* **Written request**: Copy word for word the part of the listing below that opens with the line containing "Expected content: green foliage." and closes with the last line of the listing, keeping both ends.

* **Given data**:
----

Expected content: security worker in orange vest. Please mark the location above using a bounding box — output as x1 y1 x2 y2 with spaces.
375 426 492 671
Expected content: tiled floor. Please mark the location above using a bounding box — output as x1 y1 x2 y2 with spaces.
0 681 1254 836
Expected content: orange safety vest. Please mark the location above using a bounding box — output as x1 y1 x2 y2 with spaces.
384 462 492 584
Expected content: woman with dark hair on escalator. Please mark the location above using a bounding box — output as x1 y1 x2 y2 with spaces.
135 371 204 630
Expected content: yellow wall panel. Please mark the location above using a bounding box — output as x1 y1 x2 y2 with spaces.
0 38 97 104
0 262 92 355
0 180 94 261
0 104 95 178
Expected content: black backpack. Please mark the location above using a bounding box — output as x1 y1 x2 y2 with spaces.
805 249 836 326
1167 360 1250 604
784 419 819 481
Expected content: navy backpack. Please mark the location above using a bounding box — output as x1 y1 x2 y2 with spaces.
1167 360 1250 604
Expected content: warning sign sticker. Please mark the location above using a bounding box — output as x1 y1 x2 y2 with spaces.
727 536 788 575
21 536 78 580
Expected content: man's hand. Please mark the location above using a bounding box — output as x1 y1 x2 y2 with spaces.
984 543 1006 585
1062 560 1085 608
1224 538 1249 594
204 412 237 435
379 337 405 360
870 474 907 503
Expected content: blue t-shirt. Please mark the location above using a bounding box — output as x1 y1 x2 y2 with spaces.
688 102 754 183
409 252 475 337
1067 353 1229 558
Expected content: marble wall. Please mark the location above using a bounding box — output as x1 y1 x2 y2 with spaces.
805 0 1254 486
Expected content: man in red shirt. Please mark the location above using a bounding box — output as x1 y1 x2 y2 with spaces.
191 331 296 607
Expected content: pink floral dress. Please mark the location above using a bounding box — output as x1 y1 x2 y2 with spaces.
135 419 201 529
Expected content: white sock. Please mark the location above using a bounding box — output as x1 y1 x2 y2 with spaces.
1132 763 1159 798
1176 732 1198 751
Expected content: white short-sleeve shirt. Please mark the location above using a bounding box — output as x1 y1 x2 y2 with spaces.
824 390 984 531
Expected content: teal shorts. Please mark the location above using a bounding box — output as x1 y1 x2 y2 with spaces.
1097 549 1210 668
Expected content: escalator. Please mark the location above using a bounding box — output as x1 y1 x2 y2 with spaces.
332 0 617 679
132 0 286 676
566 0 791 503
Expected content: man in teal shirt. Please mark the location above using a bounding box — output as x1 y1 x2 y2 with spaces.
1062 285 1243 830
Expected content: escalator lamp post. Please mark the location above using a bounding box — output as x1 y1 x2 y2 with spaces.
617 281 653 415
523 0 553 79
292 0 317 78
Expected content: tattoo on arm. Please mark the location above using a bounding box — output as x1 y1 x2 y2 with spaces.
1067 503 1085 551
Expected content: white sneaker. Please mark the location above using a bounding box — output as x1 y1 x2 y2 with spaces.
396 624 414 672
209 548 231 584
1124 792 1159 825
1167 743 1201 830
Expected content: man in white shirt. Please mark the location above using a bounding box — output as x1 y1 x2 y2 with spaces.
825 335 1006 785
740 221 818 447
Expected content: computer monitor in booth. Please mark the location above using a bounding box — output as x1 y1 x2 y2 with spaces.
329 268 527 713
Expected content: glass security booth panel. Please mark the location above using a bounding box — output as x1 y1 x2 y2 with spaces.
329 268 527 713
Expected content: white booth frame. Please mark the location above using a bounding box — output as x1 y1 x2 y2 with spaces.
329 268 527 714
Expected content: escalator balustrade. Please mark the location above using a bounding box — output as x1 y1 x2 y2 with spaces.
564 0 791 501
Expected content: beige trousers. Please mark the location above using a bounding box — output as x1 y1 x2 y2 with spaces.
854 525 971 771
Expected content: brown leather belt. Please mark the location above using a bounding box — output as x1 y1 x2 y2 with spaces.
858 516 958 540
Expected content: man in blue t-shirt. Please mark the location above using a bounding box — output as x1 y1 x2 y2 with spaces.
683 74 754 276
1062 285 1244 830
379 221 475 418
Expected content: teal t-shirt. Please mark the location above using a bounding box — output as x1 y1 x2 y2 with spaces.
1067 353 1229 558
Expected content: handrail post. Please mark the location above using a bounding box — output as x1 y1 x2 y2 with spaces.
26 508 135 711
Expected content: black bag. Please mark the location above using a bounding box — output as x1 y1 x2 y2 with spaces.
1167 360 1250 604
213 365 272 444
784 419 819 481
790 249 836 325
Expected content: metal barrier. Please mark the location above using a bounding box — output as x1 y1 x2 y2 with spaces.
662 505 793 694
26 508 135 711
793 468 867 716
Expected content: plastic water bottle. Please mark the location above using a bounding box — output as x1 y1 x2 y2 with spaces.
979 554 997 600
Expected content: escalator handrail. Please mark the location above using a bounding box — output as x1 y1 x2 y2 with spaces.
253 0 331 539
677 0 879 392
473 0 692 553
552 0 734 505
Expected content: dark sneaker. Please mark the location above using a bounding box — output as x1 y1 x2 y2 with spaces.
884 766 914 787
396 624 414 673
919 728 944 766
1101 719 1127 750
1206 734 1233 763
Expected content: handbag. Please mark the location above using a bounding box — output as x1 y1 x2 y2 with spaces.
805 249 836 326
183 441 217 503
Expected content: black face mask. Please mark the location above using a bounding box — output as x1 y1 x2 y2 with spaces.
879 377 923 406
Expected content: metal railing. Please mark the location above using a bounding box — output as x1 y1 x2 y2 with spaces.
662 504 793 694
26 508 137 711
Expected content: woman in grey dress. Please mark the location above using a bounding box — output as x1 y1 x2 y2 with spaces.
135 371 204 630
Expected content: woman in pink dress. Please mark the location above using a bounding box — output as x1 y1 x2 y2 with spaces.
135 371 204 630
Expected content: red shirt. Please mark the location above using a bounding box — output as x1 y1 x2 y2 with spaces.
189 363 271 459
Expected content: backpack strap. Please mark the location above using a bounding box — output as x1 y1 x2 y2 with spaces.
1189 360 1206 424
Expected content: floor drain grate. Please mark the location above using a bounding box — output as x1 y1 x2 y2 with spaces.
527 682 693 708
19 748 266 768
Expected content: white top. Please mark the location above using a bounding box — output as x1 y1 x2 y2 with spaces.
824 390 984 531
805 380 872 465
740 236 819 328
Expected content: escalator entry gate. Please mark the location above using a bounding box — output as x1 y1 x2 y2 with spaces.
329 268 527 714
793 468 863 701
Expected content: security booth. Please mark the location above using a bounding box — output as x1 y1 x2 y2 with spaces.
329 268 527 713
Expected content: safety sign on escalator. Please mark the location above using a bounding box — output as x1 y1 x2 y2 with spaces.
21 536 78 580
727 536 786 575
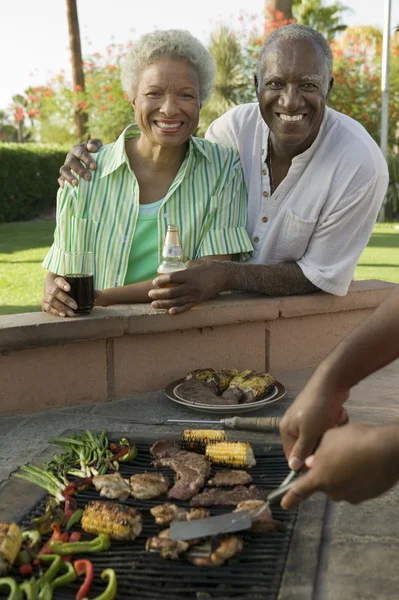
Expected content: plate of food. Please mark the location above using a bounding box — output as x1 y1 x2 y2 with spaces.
165 368 285 414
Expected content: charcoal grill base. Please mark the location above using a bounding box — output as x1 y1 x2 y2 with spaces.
12 440 297 600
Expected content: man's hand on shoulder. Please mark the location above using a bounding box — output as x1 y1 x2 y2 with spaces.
58 139 102 188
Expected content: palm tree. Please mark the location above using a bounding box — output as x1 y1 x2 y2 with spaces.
197 25 248 135
293 0 351 42
66 0 88 139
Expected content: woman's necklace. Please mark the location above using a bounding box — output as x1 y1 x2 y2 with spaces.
267 134 274 195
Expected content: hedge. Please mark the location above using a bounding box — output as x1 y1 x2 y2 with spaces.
0 144 68 223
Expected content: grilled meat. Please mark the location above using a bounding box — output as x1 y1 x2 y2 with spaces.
93 473 130 500
234 500 285 533
0 521 22 575
185 369 238 394
186 535 244 567
150 504 209 526
207 469 252 487
222 369 256 403
145 529 190 560
81 500 142 542
130 473 170 500
190 485 269 506
205 442 256 467
150 504 187 527
179 379 238 406
150 440 211 500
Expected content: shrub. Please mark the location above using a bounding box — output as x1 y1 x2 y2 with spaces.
0 144 68 223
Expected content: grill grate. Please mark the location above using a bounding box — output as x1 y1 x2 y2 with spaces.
12 444 296 600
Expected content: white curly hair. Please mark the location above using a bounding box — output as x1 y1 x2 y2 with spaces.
256 23 333 92
121 29 215 103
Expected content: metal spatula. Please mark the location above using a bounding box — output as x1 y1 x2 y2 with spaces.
170 471 297 541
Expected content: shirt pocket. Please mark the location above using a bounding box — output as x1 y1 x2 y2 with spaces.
274 209 317 262
65 215 98 252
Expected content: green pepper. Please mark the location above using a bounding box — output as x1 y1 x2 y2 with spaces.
0 577 22 600
118 438 137 462
19 577 39 600
50 562 77 590
39 581 53 600
38 554 62 585
94 569 118 600
50 533 111 556
65 508 83 531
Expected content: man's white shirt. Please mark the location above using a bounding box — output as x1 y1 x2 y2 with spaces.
205 102 389 296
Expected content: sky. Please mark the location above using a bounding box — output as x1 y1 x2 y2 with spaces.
0 0 399 110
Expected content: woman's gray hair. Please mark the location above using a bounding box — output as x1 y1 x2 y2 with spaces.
121 29 215 102
256 23 333 92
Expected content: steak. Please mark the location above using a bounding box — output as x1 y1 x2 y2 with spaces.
190 485 269 506
150 440 212 502
208 469 252 487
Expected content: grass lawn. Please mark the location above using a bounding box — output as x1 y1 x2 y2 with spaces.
0 221 399 315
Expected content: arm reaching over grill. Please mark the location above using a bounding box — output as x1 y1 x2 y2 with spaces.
130 473 170 500
150 440 211 500
234 500 285 533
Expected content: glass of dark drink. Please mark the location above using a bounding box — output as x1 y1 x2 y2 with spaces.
64 252 94 315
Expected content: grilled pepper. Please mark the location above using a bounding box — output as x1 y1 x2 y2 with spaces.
73 560 94 600
0 577 22 600
50 533 111 555
94 569 117 600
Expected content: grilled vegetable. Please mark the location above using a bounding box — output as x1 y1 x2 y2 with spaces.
180 429 226 454
0 521 22 575
205 442 256 467
81 500 142 541
185 369 238 394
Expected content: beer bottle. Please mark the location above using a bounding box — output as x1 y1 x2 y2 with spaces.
157 225 187 275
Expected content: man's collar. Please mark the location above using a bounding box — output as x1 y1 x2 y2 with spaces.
100 123 211 178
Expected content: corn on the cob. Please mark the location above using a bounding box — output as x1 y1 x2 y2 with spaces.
81 500 142 541
180 429 226 454
0 521 22 575
205 442 256 467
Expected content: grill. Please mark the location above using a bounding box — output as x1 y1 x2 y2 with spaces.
11 443 296 600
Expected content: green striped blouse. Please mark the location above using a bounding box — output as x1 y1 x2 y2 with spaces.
42 125 252 289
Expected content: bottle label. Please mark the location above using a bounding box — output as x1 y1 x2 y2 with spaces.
163 246 182 258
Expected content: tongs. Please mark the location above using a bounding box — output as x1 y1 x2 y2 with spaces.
170 471 297 541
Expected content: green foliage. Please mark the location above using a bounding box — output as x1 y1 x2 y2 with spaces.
292 0 348 42
0 144 67 223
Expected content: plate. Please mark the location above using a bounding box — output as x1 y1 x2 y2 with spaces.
165 378 285 415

----

* **Finished answer**:
Expected content: green foliage. Please mark the location above using a bounding box — output as x1 y1 x2 y2 with spaces.
292 0 348 42
0 144 67 223
Expected content: plate. Please mark the location above using a bounding box — output as x1 y1 x2 y2 with spaces.
165 378 285 415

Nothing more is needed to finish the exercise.